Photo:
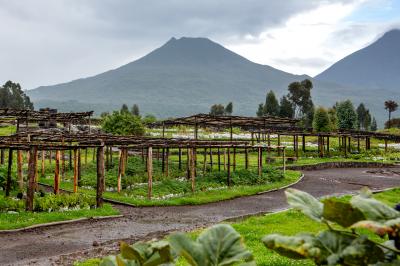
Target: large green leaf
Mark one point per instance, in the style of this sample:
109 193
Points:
374 210
192 251
219 245
304 202
223 245
341 212
301 246
362 252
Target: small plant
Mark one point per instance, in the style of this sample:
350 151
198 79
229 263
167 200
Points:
342 246
218 245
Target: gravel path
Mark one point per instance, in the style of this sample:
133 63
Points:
63 244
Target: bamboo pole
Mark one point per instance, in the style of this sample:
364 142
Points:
192 171
57 174
100 176
19 170
8 183
43 162
150 172
31 178
75 170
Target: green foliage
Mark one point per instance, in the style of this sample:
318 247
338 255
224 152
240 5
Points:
217 110
300 97
12 96
344 247
271 106
347 116
391 106
135 110
123 123
286 108
141 253
229 108
364 117
260 110
60 202
374 126
148 119
218 245
321 121
124 108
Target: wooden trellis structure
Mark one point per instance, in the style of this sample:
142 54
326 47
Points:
261 129
103 143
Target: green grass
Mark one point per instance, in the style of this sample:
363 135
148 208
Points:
7 130
288 222
24 219
199 197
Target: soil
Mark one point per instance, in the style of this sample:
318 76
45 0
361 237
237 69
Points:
63 244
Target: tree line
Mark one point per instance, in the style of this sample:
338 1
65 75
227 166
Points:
12 96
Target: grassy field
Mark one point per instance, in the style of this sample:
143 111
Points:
288 222
24 219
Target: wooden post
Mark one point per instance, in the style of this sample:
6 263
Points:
234 159
75 170
120 166
229 168
219 159
19 170
246 158
167 162
259 161
31 178
180 158
327 146
163 161
211 161
63 164
204 161
43 162
279 144
100 176
192 170
149 172
284 160
385 145
79 168
57 174
8 183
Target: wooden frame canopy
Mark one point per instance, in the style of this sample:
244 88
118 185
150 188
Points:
34 116
228 121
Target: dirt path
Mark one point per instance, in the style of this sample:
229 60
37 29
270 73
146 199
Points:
63 244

Work item: From the line holding "Target: soil" through the last line above, reproduce each line exactly and add nothing.

Answer:
Target: soil
Mark one point per instance, in the style of this sample:
318 76
45 0
361 237
237 69
Points:
63 244
Target: tree line
Mark one point per instance, in the style of this sample:
338 1
65 75
227 166
Points:
12 96
Target: grassy field
Mark one point per instance, in the style of this sample:
143 111
Points:
288 222
24 219
Target: wooden post
Mark one point per instance, in the style of this sample:
6 263
Points:
234 159
75 170
120 166
229 168
219 159
19 170
246 158
167 162
259 161
31 178
180 158
327 146
163 161
211 161
63 164
204 161
43 162
279 144
100 176
192 170
149 172
284 160
385 145
79 168
57 174
8 183
Target: wooden frame canopy
Mark one point per instance, in the style of this sample:
244 88
118 185
150 188
Points:
34 116
228 121
Target: dirt path
Mark one point per instance, in the style of this sample:
229 60
37 29
270 73
146 199
Points:
63 244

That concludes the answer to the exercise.